--- Start of Data extract ---

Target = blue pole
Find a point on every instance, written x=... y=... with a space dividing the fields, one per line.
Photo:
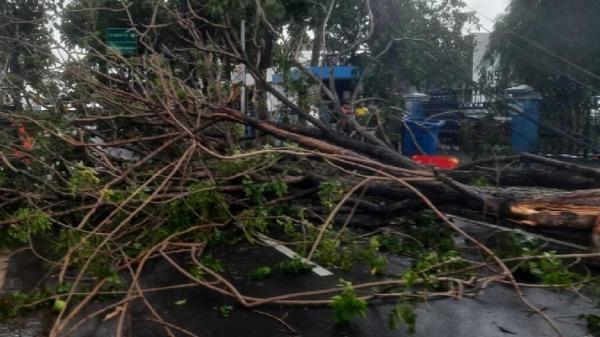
x=525 y=115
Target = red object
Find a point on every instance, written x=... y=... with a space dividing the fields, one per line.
x=443 y=162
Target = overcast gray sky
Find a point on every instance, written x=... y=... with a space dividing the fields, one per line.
x=488 y=8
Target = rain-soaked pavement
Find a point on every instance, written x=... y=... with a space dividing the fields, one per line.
x=497 y=312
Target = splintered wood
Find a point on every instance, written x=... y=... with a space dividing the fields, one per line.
x=572 y=210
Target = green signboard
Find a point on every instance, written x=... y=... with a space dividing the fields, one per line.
x=123 y=40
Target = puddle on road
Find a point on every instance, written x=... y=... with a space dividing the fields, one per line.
x=33 y=325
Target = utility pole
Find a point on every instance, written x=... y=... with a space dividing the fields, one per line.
x=243 y=89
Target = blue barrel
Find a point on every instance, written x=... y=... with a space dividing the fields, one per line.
x=525 y=116
x=421 y=137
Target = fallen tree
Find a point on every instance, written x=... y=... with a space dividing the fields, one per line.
x=153 y=165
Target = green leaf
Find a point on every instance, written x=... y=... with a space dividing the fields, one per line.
x=347 y=305
x=403 y=314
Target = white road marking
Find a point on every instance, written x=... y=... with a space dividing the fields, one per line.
x=293 y=255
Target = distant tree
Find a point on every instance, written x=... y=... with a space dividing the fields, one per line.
x=24 y=46
x=552 y=46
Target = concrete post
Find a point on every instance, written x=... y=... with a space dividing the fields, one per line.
x=413 y=103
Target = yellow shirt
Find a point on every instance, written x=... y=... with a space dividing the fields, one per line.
x=361 y=112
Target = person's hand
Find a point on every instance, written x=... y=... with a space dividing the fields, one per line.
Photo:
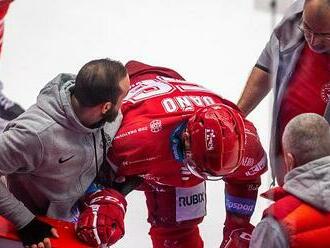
x=238 y=237
x=36 y=234
x=101 y=223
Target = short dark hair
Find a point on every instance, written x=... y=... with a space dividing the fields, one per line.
x=98 y=82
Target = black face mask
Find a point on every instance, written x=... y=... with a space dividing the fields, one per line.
x=108 y=116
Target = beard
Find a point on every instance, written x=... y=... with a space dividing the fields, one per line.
x=108 y=116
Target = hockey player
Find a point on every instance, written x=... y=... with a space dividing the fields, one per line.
x=174 y=135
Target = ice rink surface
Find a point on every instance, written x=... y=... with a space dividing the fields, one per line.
x=212 y=42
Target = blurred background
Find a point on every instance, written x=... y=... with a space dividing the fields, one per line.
x=212 y=42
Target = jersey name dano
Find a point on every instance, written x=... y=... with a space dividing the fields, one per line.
x=153 y=108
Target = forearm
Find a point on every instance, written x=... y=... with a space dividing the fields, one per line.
x=241 y=197
x=256 y=88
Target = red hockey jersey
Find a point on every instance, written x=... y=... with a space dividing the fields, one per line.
x=159 y=102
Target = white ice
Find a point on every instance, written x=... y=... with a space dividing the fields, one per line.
x=213 y=42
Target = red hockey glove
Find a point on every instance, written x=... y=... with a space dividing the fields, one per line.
x=238 y=237
x=102 y=220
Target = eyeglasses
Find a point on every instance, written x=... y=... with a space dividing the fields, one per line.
x=309 y=34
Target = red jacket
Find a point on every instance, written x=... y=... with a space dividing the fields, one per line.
x=305 y=226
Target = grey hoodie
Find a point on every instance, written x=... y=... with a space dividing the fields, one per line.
x=48 y=156
x=310 y=183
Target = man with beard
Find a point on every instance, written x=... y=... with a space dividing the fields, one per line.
x=8 y=109
x=175 y=135
x=53 y=152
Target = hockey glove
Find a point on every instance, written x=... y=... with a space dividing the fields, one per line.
x=101 y=222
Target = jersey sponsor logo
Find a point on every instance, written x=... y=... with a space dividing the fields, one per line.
x=151 y=88
x=155 y=126
x=247 y=161
x=131 y=132
x=325 y=92
x=64 y=159
x=190 y=202
x=258 y=167
x=239 y=205
x=209 y=139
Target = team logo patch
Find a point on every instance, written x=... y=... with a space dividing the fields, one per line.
x=156 y=126
x=209 y=139
x=325 y=92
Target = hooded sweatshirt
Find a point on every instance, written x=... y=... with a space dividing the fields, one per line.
x=311 y=184
x=49 y=157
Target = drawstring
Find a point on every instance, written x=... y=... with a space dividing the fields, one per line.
x=104 y=175
x=95 y=152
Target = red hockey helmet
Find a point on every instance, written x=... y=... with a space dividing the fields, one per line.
x=216 y=142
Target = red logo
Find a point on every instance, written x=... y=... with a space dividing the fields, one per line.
x=325 y=92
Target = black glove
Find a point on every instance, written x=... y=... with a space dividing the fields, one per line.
x=34 y=232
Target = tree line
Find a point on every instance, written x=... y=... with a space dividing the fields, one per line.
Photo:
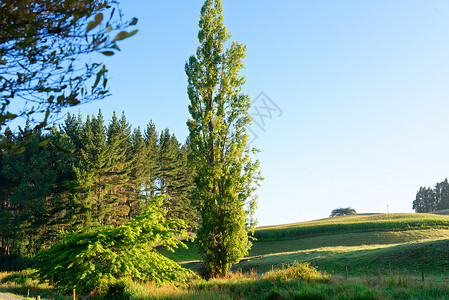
x=431 y=199
x=86 y=173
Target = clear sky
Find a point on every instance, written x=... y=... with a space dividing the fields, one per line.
x=363 y=87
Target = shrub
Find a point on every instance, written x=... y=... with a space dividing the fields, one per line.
x=95 y=259
x=343 y=212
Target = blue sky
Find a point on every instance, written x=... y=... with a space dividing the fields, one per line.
x=363 y=87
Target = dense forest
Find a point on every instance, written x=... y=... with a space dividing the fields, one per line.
x=428 y=199
x=86 y=173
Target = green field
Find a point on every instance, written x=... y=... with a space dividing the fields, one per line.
x=385 y=255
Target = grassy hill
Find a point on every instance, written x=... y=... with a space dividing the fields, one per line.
x=366 y=244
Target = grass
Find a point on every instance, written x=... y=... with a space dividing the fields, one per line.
x=297 y=282
x=441 y=212
x=352 y=224
x=404 y=259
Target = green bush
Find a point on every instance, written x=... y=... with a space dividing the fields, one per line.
x=301 y=271
x=95 y=259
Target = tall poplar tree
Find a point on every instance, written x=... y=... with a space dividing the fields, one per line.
x=225 y=176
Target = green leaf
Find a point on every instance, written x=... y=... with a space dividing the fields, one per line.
x=107 y=53
x=124 y=34
x=92 y=24
x=43 y=143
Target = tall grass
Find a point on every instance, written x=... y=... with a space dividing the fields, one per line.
x=296 y=282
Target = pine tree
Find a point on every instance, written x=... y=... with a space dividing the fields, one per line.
x=152 y=145
x=225 y=175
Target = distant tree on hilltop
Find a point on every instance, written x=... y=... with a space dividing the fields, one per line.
x=343 y=212
x=429 y=200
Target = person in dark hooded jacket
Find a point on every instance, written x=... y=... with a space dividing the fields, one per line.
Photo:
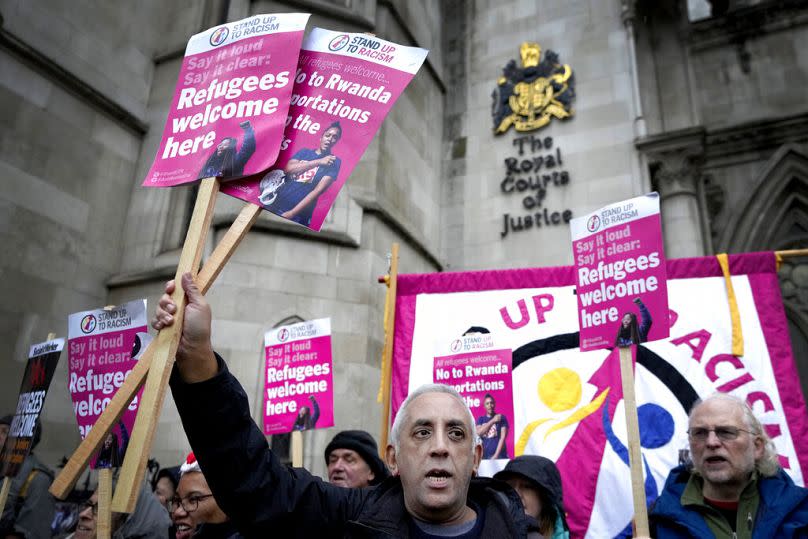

--- End of Data extract ---

Goal> Set down the data above verbatim, everything from the line containing "Target = green bush" down to the line containing "x=296 y=282", both of those lines included.

Task result>
Target = green bush
Find a point on every instance, written x=... y=... with a space dividing the fields, one per line.
x=301 y=271
x=95 y=259
Target = tall poplar tree
Find a point on every instance, written x=... y=... with a space dividing the fields, one per line.
x=225 y=176
Target = green leaf
Find a point on every instance, written x=... y=... with a space dividing the fields, one per line.
x=107 y=53
x=124 y=34
x=92 y=24
x=43 y=143
Target = tall grass
Find a point on every instance, written x=... y=... with a space dividing the fields, one per line.
x=296 y=282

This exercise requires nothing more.